• **Passage provided**:
------------

Why should anyone be surprised? The local head of the NAACP here in Cincinnati (Smithermann) is a race baiter who encouraged the riots in Cincinnati in the late nineties that resulted in destruction of the newly renovated Findlay Market (a worthwhile renovation in the Over the Rhine section of Cincinnati - an inner city neighborhood which was heavily crime infested) where many blacks did their grocery shopping (one cannot find a Krogers in the area as it was so unsafe) as well as many whites from the suburbs.
I do not think, in the address that Barber will give today, even though it is supposed to touch on prosecutorial misconduct, that the name of Mike Nifong will cross his lips. But then, after all, prosecutorial misconduct only occurs when blacks are at the receiving end in the world view of the Barbers, Jacksons, and Sharptons of the world.
cks

Anonymous said...

The NAACP is a great civil rights organization?

Their recent track record indicates otherwise.

Debrah said...

Left by the Diva in the N&O comment section:


Do we throw up now or later?

This guy is one of the most grotesquely hypocritical and hilarious----(all at once)---in the news.

We all remember his performance during the Duke Lacrosse Hoax.

His leadership approach toward "civil rights" is about as authentic as that practiced by Duke's 88 professors and their waddling ally, Timothy Tyson---who has a little film coming out soon about a tale of "justice denied" that he's teased lucratively for a lifetime.

These people are simply pathetic.

The fact that Barber is considered a leader within the NAACP is a huge testament---literally and figuratively---to its obsolescence.

Debrah said...

Months ago, N&O's John Drescher and WRAL's Richard Crabtree of WRAL had Barber, another black preacher from Duke Divinity, and some token white preacher, again, from Duke Divinity....on their little weekend news program.

I watched only because Drescher made a big deal about it in one of his posts.

It's worth asking the N&O why they remain so tethered to Duke University for their stable of subjects, and also for op-ed contributors.

It's very strange.

When Barber was asked to explain why so many religious leaders use their pulpit for political issues, he looked like a deer in headlights.

Does this man and his ilk not make a living doing just that---openly and proudly?

Yet they criticized the goofy John Hagee and his methods---using him as an example---when their antics have been much more harmful.

No one seems to go after people like Barber.

------------

• **Raw data**:
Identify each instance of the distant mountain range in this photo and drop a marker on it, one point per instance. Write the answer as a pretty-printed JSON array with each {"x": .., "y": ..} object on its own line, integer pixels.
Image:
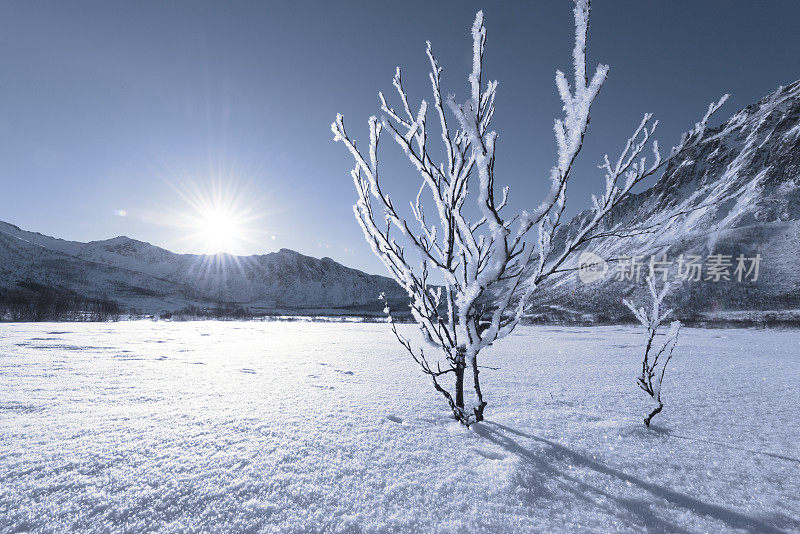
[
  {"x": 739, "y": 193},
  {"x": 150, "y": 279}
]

------------

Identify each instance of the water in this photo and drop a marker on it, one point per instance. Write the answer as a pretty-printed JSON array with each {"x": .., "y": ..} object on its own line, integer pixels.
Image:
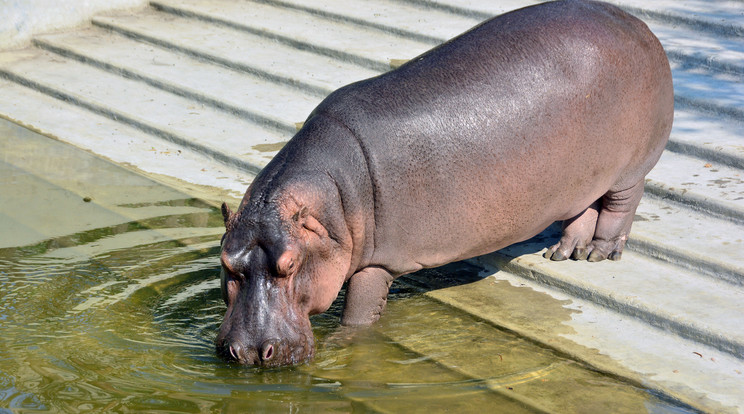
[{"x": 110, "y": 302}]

------------

• **Required task 1**:
In the comment thread, where was the comment by the Diva left?
• **Required task 2**:
Please say whether each statement agrees with the comment thread, answering yes or no and quoting the words that decide it: (a) Findlay Market had been newly renovated before it was destroyed. (b) One commenter watched the weekend news program only because Drescher made a big deal about it. (c) A Krogers can be found in the area around Findlay Market.

• **Task response 1**:
It was left in the N&O comment section.

• **Task response 2**:
(a) Yes: "destruction of the newly renovated Findlay Market"
(b) Yes: "I watched only because Drescher made a big deal about it in one of his posts."
(c) No: "one cannot find a Krogers in the area as it was so unsafe"